--- Start DATA SHOWN ---
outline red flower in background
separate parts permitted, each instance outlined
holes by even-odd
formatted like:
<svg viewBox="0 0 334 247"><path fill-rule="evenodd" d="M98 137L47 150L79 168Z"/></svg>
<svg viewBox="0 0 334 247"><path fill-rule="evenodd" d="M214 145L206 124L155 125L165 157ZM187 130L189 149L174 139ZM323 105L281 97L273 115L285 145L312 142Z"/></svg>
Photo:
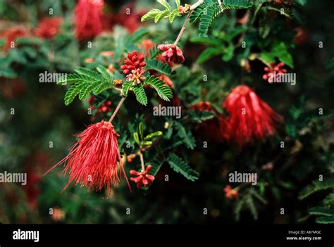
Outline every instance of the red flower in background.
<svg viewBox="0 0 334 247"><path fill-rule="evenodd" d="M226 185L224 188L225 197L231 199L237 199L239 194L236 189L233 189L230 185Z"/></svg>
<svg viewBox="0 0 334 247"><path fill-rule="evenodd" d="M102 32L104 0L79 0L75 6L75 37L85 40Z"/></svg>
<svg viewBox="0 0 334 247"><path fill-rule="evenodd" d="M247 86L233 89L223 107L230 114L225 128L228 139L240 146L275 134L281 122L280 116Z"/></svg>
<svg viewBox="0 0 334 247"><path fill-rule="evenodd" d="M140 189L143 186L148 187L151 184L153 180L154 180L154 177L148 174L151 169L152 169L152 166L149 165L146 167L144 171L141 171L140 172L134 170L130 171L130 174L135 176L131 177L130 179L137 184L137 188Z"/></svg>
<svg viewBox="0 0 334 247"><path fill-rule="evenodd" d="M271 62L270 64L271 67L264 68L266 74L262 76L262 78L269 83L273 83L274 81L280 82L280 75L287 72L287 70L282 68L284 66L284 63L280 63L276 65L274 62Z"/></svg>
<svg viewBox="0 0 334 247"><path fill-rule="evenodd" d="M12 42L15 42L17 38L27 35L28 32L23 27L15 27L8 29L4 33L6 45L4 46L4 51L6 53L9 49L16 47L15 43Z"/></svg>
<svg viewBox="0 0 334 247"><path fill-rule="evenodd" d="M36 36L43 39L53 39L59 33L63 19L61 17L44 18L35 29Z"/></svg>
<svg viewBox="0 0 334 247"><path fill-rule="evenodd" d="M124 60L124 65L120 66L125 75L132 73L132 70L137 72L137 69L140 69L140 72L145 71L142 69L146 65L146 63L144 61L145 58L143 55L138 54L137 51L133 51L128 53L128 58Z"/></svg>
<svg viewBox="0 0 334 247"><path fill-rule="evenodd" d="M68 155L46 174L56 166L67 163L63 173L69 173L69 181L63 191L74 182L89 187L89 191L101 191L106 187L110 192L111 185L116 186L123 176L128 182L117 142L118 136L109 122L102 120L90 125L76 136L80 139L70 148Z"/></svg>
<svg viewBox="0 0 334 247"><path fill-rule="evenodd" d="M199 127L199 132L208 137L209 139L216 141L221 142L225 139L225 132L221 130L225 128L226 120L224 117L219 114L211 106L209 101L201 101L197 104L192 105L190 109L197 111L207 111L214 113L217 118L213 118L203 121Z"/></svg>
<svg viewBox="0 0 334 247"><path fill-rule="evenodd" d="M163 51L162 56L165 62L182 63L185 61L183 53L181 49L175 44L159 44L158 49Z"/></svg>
--- End DATA SHOWN ---
# AIM OF THE TASK
Copy everything in the records above except the pictures, exactly as written.

# CORRECT OUTPUT
outline red flower in background
separate parts permitted, each instance outlined
holes by even-odd
formatted like:
<svg viewBox="0 0 334 247"><path fill-rule="evenodd" d="M98 137L47 150L79 168Z"/></svg>
<svg viewBox="0 0 334 247"><path fill-rule="evenodd" d="M214 145L206 124L155 125L165 157ZM187 130L189 149L174 139ZM323 105L281 97L273 115L285 145L312 142Z"/></svg>
Photo:
Outline every instance of the red flower in background.
<svg viewBox="0 0 334 247"><path fill-rule="evenodd" d="M226 185L224 188L225 197L231 199L237 199L239 194L236 189L233 189L230 185Z"/></svg>
<svg viewBox="0 0 334 247"><path fill-rule="evenodd" d="M102 32L104 0L79 0L75 6L75 37L85 40Z"/></svg>
<svg viewBox="0 0 334 247"><path fill-rule="evenodd" d="M247 86L233 89L223 107L230 114L225 128L228 139L240 146L275 134L281 122L280 116Z"/></svg>
<svg viewBox="0 0 334 247"><path fill-rule="evenodd" d="M140 189L143 186L148 187L151 184L153 180L154 180L154 177L148 174L151 169L152 169L152 166L149 165L146 167L144 171L141 171L140 172L134 170L130 171L130 174L135 176L131 177L130 179L137 184L137 188Z"/></svg>
<svg viewBox="0 0 334 247"><path fill-rule="evenodd" d="M271 62L270 64L271 67L264 68L266 74L262 76L262 78L269 83L273 83L274 81L280 82L280 75L287 72L287 70L282 68L284 66L284 63L280 63L276 65L274 62Z"/></svg>
<svg viewBox="0 0 334 247"><path fill-rule="evenodd" d="M12 42L15 42L17 38L27 35L28 32L23 27L15 27L8 29L4 33L6 45L4 46L4 51L6 53L9 49L16 47L15 43Z"/></svg>
<svg viewBox="0 0 334 247"><path fill-rule="evenodd" d="M36 36L43 39L53 39L59 33L63 19L61 17L44 18L35 29Z"/></svg>
<svg viewBox="0 0 334 247"><path fill-rule="evenodd" d="M124 60L124 65L120 66L125 75L132 73L132 70L137 72L137 69L140 69L140 72L145 71L142 69L146 65L146 63L144 61L145 58L143 55L138 54L137 51L133 51L128 53L128 58Z"/></svg>
<svg viewBox="0 0 334 247"><path fill-rule="evenodd" d="M68 155L46 174L56 166L67 163L63 173L69 173L69 181L63 191L74 182L89 187L89 191L101 191L106 187L110 192L111 185L116 186L123 176L128 182L117 142L118 136L109 122L102 120L90 125L76 136L80 139L70 148Z"/></svg>
<svg viewBox="0 0 334 247"><path fill-rule="evenodd" d="M199 127L199 132L208 137L209 139L216 141L221 142L225 139L225 132L221 130L225 128L226 120L224 117L219 114L211 106L209 101L201 101L197 104L192 105L190 109L197 111L207 111L214 113L217 118L213 118L203 121Z"/></svg>
<svg viewBox="0 0 334 247"><path fill-rule="evenodd" d="M163 51L162 56L165 62L182 63L185 61L183 53L181 49L175 44L159 44L158 49Z"/></svg>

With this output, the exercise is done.